▶ _TO BE DONE_
1. In the text on selling an advisory practice, substitute "llama ranch" for "ostrich farm" and write out the part that opens with the words containing "B) About what" and closes with "the rollup stock.".
2. According to the text on selling an advisory practice, why did the advisor actually sell his firm for only about $6.8 million?

----- TEXT PASSAGE -----

While he’s not ready to retire yet, our advisor decides it’s time for a strategy to make his exit in the next few years, and hopefully get a few bucks for his practice. Enter a rollup firm, offering to buy 100% of his practice, but just 50% of the owner’s $1.4 million annual comp, for $3.5 million (half in cash, half in non-but hopefully-soon-to-be-trading stock).

If the firm continues to grow at 20% a year for the next three years, he gets a $1.75 million bonus, bringing his take to $5.25 million. Moreover, because the firm hit its targets each year, he gets to collect half of the earnings growth, which totals another $3.5 million over the three years. Altogether he’s collected $8.8 million, and he still owns a portion of the pre-comp earnings, which he can sell to a successor: not as valuable as real equity, but at a multiple of four, it’s worth maybe $5 million, bringing the total value of the sale to $13.8 million.

What Do You Think of That Deal?

A) He’s my hero

B) About what I’d expect

C) If he liked that deal, I’ve got an ostrich farm…

If you didn’t pick the ostrich farm, you might want to think about going back to selling annuities. Here’s why: While our owner was making his $13.8 million over three years, his firm generated $8.7 million in revenues, which would have put his owner’s take, had he not sold the firm, somewhere around $7 million. That means he actually sold his firm for about $6.8 million, half of which is bet on the rollup stock.

How much was the firm really worth? By the third year, the firm is netting just over $2.8 million before owners comp. If you figure our advisor’s working comp should be somewhere around $500,000, that puts $2.3 million on the bottom line. In today’s market, a growth rate of 20% a year should put the earnings multiple conservatively at 8, so the practice was worth in the neighborhood of $18.4 million. Our “savvy” advisor just took an $11 million haircut–his firm’s growing cash flow was used to buy him out and give the buyer an eight-figure cap gain. The good news is that the stock half of his payout should do pretty well, if this is an indication of the kinds of deals the rollup firm is making.

Welcome to the new M&A world of advisory practices. In case you didn’t guess already, the above deal terms are similar to those offered by National Financial Partners. Combined with insurance and other “products” and services NFP offers its affiliates to boost their revenues and profitability, it’s no wonder the rollup firm’s stock has climbed from its IPO price of $23 to a high of around $46 at the time of this writing. I wouldn’t want to sell them a practice, but I’m thinking about buying some NFP stock for my retirement portfolio.

----- RECORDS -----

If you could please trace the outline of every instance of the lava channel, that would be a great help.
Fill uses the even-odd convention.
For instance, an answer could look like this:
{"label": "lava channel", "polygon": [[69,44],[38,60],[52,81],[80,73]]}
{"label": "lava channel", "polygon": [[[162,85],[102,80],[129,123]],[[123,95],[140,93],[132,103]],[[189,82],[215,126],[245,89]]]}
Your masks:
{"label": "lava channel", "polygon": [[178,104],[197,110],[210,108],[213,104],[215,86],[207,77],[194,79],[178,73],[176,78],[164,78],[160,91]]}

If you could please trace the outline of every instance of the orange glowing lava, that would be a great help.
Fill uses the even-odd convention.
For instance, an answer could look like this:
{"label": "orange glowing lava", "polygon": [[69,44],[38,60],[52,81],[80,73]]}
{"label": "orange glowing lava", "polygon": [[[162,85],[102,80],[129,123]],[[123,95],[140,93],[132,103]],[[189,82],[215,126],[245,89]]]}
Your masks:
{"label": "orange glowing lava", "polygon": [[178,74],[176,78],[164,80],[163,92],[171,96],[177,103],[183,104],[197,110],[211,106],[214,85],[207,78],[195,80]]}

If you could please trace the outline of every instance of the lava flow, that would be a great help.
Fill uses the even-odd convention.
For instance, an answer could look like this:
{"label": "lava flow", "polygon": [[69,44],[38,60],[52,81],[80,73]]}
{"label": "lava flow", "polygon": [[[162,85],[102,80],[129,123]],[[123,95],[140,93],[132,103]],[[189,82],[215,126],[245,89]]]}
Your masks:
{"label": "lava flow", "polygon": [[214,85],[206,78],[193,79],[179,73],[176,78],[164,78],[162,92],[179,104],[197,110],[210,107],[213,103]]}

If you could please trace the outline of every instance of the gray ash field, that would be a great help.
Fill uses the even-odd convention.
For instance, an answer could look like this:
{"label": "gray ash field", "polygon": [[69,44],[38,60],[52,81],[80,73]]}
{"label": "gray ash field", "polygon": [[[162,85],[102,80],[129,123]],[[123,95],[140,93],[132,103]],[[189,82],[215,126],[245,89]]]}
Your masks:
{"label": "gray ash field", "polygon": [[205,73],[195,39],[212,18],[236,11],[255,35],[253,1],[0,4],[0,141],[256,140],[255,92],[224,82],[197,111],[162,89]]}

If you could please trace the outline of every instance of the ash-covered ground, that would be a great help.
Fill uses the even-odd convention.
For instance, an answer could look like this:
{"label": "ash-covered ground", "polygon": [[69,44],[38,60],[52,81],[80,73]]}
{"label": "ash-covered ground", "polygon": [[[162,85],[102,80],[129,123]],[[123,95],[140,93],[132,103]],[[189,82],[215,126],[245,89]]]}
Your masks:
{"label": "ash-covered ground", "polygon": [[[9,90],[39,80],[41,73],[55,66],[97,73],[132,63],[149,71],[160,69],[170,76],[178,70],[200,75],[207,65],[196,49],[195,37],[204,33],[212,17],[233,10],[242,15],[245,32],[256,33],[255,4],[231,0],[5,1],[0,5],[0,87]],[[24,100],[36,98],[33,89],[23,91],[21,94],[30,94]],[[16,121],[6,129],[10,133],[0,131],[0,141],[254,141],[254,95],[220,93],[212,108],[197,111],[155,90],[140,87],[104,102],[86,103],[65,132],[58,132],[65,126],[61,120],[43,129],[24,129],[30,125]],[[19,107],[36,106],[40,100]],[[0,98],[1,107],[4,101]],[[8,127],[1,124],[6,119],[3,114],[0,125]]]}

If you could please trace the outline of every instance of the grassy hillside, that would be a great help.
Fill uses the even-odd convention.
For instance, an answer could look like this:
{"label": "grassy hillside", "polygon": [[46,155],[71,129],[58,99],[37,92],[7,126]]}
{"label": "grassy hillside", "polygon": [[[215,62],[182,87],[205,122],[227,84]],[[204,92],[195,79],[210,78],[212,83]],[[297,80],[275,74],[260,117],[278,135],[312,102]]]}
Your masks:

-----

▶ _SOLUTION SET_
1.
B) About what I’d expect

C) If he liked that deal, I’ve got an llama ranch…

If you didn’t pick the llama ranch, you might want to think about going back to selling annuities. Here’s why: While our owner was making his $13.8 million over three years, his firm generated $8.7 million in revenues, which would have put his owner’s take, had he not sold the firm, somewhere around $7 million. That means he actually sold his firm for about $6.8 million, half of which is bet on the rollup stock.

2. Over the three years, he collected $13.8 million. However, the firm generated $8.7 million in revenues in that time, so his owner's take would have been around $7 million had he not sold. Subtracting that from his $13.8 million leaves about $6.8 million as the real sale price.